Prompt A -
According to the financial statement excerpt, how much was outstanding under the revolving credit facility at March 31, 2013?
Prompt B -
Summarize the financial statement excerpt in two sentences.

Text passage -
We record our inventory provisions and valuation recoveries through cost of sales. We record inventory provisions to reflect changes in the value of our inventory to net realizable value, and valuation recoveries primarily to reflect realized gains on the disposition of inventory previously written down. We recorded net inventory provisions of $3.3 for the first quarter of 2013 (first quarter of 2012 — $3.5). We regularly review our estimates and assumptions used to value our inventory through analysis of historical performance.

 

7.                                      CREDIT FACILITIES

 

We have a $400.0 revolving credit facility that matures in January 2015. We are required to comply with certain restrictive covenants including those relating to debt incurrence, the sale of assets, a change of control and certain financial covenants related to indebtedness, interest coverage and liquidity. We pledged certain assets as security for borrowings under this facility. The facility includes a $25.0 swing line that provides for short-term borrowings up to a maximum of seven days. The credit facility permits us and certain designated subsidiaries to borrow funds for general corporate purposes (including acquisitions).

 

Borrowings under this facility bear interest at LIBOR or Prime rate for the period of the draw plus a margin. These borrowings have historically been outstanding for fewer than 90 days. In December 2012, we completed a substantial issuer bid (SIB) to repurchase for cancellation $175.0 of our subordinate voting shares which we funded in part through this credit facility. See note 8. At March 31, 2013, we had $20.0 outstanding under this facility (December 31, 2012 — $55.0 outstanding), and we were in compliance with all covenants. Commitment fees paid in the first quarter of 2013 were $0.5. At March 31, 2013, we had issued $30.5 (December 31, 2012 — $31.1) in letters of credit under this facility.

Provided data -
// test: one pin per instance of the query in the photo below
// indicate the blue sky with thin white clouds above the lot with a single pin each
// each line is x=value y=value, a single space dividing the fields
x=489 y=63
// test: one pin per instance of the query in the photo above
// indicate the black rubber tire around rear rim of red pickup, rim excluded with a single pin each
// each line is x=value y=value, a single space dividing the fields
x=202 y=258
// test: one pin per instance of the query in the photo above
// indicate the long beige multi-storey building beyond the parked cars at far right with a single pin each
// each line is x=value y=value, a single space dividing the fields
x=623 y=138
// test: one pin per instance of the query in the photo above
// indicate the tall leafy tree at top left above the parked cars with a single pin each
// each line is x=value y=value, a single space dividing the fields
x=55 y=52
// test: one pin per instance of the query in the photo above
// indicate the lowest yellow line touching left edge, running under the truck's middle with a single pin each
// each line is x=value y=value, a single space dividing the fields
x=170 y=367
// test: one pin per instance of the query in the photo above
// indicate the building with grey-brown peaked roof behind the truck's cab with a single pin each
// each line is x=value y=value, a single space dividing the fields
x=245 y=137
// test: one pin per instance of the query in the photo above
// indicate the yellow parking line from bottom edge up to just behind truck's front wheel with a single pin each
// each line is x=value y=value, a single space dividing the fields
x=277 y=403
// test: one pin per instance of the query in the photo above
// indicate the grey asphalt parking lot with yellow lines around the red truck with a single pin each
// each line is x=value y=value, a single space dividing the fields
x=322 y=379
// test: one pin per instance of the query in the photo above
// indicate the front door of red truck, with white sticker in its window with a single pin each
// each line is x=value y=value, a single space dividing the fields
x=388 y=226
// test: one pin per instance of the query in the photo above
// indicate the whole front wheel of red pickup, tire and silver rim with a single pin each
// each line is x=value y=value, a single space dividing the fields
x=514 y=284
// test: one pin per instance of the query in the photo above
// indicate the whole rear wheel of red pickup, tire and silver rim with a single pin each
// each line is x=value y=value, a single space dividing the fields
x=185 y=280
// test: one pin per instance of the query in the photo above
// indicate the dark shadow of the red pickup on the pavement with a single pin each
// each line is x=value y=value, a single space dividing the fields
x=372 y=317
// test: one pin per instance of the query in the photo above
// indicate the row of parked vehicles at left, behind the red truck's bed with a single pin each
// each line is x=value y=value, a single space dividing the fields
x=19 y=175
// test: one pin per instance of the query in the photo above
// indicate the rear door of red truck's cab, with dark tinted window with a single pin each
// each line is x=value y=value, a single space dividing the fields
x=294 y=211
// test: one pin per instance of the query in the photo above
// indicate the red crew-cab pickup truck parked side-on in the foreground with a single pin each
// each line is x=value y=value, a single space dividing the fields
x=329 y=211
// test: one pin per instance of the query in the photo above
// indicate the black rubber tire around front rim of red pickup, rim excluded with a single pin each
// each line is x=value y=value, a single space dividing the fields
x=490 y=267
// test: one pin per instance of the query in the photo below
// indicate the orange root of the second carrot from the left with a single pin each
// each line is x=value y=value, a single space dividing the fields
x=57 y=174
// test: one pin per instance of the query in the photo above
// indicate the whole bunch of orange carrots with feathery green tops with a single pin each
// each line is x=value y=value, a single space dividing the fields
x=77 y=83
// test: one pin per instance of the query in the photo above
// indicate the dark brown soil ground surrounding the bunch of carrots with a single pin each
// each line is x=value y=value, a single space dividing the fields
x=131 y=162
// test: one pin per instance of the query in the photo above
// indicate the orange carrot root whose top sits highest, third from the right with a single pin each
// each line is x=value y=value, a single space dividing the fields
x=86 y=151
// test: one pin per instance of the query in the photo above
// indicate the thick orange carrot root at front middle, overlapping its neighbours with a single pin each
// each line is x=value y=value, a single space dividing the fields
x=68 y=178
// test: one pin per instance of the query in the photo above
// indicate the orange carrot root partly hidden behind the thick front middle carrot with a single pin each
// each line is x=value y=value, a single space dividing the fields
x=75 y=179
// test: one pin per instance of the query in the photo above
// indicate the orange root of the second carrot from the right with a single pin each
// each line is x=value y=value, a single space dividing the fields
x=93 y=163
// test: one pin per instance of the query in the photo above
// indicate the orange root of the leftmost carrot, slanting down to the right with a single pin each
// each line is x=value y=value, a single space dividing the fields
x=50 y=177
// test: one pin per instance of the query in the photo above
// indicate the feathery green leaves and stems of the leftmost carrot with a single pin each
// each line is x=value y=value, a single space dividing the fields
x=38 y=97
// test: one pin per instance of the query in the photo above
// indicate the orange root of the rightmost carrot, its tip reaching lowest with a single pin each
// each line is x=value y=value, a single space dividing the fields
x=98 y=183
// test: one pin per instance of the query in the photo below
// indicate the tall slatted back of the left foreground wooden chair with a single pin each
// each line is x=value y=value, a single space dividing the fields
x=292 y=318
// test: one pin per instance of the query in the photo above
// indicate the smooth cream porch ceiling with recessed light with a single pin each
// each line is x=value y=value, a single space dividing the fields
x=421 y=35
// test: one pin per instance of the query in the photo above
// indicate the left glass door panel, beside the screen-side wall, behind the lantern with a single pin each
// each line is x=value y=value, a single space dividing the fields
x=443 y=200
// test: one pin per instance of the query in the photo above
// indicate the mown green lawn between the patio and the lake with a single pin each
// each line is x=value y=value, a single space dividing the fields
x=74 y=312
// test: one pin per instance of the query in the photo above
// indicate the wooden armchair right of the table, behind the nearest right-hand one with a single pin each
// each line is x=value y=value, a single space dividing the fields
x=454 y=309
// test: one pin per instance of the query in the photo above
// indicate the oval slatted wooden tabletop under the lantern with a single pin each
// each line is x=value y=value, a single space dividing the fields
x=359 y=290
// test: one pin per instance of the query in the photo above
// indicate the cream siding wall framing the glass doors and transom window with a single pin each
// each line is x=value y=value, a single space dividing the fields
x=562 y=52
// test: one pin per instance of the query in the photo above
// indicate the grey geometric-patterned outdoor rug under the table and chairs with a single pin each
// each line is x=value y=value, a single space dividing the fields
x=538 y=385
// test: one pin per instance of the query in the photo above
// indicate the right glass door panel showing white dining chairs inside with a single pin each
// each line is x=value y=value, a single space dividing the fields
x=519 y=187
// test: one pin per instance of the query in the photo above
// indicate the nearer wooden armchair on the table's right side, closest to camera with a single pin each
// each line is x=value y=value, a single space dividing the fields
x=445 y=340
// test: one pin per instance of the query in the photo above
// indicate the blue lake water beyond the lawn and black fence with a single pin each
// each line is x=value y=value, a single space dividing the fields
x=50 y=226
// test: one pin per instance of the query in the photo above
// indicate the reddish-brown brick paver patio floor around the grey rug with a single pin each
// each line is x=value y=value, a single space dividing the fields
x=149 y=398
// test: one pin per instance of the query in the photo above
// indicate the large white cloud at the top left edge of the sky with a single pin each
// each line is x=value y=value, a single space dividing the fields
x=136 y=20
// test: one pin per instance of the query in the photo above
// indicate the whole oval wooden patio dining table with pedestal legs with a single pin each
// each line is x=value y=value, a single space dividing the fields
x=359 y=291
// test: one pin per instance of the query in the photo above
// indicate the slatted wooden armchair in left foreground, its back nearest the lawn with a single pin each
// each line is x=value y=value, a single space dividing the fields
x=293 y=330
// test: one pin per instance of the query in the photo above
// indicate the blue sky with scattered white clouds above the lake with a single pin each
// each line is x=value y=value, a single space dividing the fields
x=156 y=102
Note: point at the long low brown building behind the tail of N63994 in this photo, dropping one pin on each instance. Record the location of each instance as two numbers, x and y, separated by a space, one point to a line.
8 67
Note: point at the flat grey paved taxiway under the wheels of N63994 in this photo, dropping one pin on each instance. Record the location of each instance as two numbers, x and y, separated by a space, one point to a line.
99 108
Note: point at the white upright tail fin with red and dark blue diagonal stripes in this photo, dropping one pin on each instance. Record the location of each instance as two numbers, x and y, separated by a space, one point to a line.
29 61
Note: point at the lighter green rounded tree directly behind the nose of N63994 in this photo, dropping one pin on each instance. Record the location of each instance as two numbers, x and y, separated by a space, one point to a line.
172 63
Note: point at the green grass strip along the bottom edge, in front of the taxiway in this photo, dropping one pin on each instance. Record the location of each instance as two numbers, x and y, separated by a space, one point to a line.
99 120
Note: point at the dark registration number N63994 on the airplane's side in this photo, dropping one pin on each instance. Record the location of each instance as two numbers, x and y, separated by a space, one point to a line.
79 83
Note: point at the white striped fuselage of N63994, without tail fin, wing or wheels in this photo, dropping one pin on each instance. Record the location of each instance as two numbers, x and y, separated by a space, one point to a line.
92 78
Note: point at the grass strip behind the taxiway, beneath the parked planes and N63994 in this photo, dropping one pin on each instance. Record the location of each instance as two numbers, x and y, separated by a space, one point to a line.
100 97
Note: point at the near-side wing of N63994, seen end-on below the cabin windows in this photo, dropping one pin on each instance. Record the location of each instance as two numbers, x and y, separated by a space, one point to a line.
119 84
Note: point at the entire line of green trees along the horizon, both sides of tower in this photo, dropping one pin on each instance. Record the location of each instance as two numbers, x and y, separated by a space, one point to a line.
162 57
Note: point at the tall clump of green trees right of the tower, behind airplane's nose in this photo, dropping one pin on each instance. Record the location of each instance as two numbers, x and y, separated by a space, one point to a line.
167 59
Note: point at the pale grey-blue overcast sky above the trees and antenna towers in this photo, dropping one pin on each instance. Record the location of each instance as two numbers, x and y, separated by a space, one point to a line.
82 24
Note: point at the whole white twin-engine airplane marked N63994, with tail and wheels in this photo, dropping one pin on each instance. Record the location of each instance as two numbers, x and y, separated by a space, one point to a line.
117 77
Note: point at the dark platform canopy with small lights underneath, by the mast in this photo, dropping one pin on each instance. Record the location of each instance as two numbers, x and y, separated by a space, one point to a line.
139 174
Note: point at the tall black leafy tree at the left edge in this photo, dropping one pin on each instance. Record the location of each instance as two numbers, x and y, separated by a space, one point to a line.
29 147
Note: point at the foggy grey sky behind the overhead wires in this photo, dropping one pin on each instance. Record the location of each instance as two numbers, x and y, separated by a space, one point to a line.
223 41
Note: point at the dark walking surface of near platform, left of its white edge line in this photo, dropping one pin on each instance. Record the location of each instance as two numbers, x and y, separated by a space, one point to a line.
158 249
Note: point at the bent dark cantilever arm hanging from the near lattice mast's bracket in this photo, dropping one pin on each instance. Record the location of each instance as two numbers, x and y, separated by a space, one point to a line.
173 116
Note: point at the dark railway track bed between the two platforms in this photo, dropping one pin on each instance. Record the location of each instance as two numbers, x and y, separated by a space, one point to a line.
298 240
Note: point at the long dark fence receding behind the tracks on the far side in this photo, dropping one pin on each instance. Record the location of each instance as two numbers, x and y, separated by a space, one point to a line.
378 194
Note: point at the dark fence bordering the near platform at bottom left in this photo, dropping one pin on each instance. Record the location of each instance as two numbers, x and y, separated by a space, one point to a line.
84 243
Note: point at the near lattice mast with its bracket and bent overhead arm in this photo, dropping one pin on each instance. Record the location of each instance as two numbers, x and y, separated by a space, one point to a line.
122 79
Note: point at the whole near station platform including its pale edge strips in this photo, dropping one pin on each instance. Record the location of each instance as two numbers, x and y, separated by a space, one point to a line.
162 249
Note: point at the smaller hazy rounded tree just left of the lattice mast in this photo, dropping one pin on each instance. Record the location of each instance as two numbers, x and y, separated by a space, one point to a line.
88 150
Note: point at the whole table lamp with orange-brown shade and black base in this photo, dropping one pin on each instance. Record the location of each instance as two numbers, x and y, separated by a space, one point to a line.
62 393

Expected output A -
$20.0 was outstanding at March 31, 2013 (compared with $55.0 at December 31, 2012).

Expected output B -
Inventory provisions and valuation recoveries are recorded through cost of sales, with net inventory provisions of $3.3 for the first quarter of 2013 versus $3.5 a year earlier. A $400.0 revolving credit facility maturing in January 2015, secured by pledged assets and subject to restrictive covenants, had $20.0 outstanding at March 31, 2013, when all covenants were met and $30.5 in letters of credit had been issued under it.